Add 56 to each bounding box coordinate in everything from the start of the items down to the line containing "xmin=200 ymin=217 xmax=239 ymax=247", inclusive, and give back every one of those lines, unchanged apart from the coordinates.

[BEGIN PROVIDED ENTRIES]

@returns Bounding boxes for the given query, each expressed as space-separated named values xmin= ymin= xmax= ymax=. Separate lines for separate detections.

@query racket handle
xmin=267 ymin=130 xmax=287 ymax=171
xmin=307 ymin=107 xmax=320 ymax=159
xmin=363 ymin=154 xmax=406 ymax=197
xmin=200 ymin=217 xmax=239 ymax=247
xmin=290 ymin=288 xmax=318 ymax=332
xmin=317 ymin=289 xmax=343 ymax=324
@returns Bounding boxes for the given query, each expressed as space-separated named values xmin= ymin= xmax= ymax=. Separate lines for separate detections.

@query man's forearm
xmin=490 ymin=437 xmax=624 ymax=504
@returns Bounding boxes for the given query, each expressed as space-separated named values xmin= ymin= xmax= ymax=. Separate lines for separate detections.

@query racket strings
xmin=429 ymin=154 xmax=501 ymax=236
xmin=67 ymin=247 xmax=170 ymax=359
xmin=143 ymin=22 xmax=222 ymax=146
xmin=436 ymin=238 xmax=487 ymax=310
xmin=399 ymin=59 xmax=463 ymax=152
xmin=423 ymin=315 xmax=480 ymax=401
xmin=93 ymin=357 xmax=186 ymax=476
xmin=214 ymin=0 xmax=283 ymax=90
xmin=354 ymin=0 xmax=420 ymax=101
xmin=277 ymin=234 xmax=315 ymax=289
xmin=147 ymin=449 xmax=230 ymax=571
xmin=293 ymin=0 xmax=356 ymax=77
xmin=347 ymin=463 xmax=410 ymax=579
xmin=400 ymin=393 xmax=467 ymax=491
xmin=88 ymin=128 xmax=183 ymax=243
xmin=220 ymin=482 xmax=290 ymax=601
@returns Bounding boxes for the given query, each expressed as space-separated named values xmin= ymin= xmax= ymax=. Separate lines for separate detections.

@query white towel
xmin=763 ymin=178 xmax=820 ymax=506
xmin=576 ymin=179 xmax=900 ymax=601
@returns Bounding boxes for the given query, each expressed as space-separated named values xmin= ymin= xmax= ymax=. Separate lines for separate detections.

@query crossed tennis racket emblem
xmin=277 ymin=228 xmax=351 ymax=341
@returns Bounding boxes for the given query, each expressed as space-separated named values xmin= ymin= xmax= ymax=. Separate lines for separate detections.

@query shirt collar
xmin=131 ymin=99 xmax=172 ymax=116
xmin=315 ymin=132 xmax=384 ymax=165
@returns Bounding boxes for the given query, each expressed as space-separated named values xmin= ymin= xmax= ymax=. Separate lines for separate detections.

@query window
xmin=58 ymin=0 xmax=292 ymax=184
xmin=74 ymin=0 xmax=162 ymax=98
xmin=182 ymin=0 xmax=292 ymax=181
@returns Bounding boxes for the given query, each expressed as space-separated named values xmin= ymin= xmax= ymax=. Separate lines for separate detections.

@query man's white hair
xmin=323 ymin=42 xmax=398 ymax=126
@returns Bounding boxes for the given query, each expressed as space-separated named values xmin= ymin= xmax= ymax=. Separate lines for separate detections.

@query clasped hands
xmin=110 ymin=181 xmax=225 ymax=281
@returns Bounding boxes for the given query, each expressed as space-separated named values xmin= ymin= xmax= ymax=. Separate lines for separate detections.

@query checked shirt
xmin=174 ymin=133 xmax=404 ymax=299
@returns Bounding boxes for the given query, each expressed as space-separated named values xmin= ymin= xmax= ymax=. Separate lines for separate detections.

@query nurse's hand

[END PROVIDED ENTRIES]

■ EXERCISE RESPONSE:
@returns Bounding boxes for the given query, each expressed as space-separated named values xmin= ymin= xmax= ymax=. Separate lines for separate detections.

@query racket handle
xmin=323 ymin=186 xmax=343 ymax=227
xmin=363 ymin=163 xmax=376 ymax=215
xmin=419 ymin=210 xmax=462 ymax=253
xmin=256 ymin=273 xmax=295 ymax=303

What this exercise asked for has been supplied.